>> Begin Recorded information

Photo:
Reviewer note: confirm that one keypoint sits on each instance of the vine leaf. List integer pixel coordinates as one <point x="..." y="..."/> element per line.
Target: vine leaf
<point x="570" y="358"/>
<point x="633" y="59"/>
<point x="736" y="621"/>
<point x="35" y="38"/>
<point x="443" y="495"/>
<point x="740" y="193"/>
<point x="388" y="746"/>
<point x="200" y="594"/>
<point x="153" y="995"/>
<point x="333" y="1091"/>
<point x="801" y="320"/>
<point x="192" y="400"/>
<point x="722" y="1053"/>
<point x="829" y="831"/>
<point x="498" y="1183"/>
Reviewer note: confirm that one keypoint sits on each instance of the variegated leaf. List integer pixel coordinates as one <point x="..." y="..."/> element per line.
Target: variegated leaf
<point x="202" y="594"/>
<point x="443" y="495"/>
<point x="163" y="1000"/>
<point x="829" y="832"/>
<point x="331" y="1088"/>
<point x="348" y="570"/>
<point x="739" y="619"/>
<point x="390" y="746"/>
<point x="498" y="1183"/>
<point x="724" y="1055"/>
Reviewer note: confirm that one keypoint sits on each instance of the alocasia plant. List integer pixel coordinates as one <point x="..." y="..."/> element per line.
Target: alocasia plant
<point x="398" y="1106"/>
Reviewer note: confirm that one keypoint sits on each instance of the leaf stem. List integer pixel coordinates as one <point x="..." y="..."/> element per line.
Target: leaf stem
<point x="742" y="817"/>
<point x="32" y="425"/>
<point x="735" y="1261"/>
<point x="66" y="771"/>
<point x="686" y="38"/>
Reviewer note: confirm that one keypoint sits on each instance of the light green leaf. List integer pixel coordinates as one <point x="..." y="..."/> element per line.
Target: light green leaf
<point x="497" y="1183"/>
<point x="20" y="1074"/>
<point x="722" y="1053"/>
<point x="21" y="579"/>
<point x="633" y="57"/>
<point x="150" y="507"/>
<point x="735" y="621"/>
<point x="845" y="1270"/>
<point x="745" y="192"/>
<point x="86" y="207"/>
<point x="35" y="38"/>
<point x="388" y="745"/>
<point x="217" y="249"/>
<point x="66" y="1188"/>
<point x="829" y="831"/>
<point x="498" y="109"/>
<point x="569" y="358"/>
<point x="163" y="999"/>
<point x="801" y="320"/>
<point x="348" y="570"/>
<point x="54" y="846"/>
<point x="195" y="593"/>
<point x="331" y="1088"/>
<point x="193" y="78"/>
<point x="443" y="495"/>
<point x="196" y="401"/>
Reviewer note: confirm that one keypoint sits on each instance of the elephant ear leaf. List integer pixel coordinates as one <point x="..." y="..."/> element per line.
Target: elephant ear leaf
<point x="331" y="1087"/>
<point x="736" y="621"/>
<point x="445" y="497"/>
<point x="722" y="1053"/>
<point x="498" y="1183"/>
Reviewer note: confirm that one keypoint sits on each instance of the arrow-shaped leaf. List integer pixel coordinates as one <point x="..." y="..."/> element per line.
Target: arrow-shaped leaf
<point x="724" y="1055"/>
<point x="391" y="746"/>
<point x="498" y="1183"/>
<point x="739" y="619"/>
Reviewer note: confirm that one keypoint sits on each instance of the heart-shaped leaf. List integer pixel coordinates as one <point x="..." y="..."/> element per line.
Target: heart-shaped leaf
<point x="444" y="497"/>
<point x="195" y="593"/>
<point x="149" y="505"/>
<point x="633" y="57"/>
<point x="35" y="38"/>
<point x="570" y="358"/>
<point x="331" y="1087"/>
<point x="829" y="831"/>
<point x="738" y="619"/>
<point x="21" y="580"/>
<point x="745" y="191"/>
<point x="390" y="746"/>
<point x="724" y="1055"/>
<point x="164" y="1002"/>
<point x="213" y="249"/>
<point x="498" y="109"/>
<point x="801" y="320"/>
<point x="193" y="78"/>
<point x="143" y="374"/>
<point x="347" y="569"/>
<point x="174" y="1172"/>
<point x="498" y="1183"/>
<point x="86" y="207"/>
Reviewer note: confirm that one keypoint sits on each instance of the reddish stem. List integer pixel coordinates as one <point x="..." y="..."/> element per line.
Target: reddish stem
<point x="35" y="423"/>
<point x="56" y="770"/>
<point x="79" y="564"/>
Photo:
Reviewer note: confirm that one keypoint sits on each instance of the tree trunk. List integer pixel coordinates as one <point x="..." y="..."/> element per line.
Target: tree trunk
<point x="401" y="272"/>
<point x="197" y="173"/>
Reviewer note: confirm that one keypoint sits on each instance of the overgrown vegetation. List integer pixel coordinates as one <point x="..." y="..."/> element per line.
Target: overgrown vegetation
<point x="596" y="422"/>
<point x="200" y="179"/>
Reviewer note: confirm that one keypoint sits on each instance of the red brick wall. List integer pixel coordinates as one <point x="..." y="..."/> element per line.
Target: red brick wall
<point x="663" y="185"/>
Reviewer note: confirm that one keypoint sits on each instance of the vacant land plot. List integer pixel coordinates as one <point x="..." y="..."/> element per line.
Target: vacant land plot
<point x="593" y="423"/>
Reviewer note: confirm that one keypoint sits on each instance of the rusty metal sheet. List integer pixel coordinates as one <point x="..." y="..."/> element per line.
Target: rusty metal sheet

>> End Recorded information

Write the lines out verbatim, from the one with "of the overgrown" through the last line of the entries, and stop there.

Reviewer note: confirm that one keypoint sits on each instance of the overgrown vegetation. List integer pixel coordinates as one <point x="..." y="..."/> element per line.
Target: overgrown vegetation
<point x="596" y="422"/>
<point x="200" y="179"/>
Reviewer note: confirm that one keypoint sits on each instance of the red brick wall. List integer pixel coordinates as one <point x="..." y="..."/> element per line.
Target: red brick wall
<point x="663" y="185"/>
Reviewer note: confirm that one keypoint sits on each instance of the vacant land plot. List integer pixel coordinates as one <point x="..." y="..."/> element per line.
Target: vacant land plot
<point x="593" y="423"/>
Reviewer note: confirm that one keypoint sits on each instance of the rusty metal sheet. List integer pixel coordinates as one <point x="..." y="..."/> element per line.
Target: rusty metal sheet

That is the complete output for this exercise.